BEGIN EXTRACTED TEXT

The Spark stack also includes the following integrated tools:

  • Spark SQL which allows relational queries expressed in SQL, HiveQL, or Scala to be executed using Spark through a data abstraction called SchemaRDD. Supported data sources include Parquet files (a columnar storage format for Hadoop), JSON datasets, or data stored in Apache Hive.

  • Spark Streaming which enables fault-tolerant stream processing of live data streams. Data can be ingested from many sources like Kafka, Flume, Twitter, ZeroMQ or plain old TCP sockets. The ingested data can be directly processed with Spark built-in Machine Learning algorithms.

  • MLlib (Machine Learning Library) provides a library of practical Machine Learning algorithms including support vector machines (SVM), logistic regression, decision trees, naive Bayes, and k-means clustering.

  • GraphX which provides graph-parallel computation for graph-analytics application like social networks.

END EXTRACTED TEXT
BEGIN GIVEN INFORMATION

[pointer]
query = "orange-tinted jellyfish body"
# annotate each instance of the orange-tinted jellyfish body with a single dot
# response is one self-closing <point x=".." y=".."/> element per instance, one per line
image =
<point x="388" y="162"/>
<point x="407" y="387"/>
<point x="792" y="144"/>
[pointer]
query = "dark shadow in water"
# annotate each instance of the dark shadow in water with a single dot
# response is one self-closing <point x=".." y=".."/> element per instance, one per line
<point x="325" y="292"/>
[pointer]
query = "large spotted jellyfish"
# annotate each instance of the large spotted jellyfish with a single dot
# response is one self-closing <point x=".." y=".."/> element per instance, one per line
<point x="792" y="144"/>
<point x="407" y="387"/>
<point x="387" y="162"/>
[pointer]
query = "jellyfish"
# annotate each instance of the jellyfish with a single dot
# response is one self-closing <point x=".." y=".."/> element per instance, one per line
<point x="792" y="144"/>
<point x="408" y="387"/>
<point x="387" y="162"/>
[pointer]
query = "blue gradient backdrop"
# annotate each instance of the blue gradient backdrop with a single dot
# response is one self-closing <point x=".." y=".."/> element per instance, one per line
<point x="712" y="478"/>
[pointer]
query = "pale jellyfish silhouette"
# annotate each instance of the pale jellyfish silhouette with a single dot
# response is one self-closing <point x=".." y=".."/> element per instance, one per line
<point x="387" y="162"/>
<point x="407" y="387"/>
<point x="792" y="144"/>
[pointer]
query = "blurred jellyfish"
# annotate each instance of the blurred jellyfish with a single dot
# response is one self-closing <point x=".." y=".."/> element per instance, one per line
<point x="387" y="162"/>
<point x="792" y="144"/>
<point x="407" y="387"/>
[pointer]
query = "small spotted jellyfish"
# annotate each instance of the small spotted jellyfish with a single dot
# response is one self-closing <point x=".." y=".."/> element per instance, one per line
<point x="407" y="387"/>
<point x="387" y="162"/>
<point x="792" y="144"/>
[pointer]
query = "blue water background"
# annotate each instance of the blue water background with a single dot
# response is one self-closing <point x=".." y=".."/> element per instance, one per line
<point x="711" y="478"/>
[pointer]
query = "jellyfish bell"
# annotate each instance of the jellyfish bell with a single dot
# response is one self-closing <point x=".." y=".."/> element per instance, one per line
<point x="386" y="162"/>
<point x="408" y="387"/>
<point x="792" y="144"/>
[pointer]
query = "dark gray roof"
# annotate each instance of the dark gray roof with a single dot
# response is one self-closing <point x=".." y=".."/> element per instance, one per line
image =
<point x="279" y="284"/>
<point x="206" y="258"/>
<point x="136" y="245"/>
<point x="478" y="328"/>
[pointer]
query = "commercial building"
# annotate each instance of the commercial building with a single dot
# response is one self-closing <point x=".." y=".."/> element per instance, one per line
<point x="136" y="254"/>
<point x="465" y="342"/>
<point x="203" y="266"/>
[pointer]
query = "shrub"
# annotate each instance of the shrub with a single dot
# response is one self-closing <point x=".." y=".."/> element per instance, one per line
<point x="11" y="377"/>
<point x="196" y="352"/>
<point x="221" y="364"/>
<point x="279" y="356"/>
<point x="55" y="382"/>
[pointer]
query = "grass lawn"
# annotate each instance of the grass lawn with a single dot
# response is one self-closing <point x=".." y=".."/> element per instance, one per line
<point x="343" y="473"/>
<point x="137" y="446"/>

END GIVEN INFORMATION

**ASSIGNMENT**
Quote everything from "The Spark stack" down to "in Apache Hive." in the Spark stack text above.

**RESPONSE AREA**
The Spark stack also includes the following integrated tools:

  • Spark SQL which allows relational queries expressed in SQL, HiveQL, or Scala to be executed using Spark through a data abstraction called SchemaRDD. Supported data sources include Parquet files (a columnar storage format for Hadoop), JSON datasets, or data stored in Apache Hive.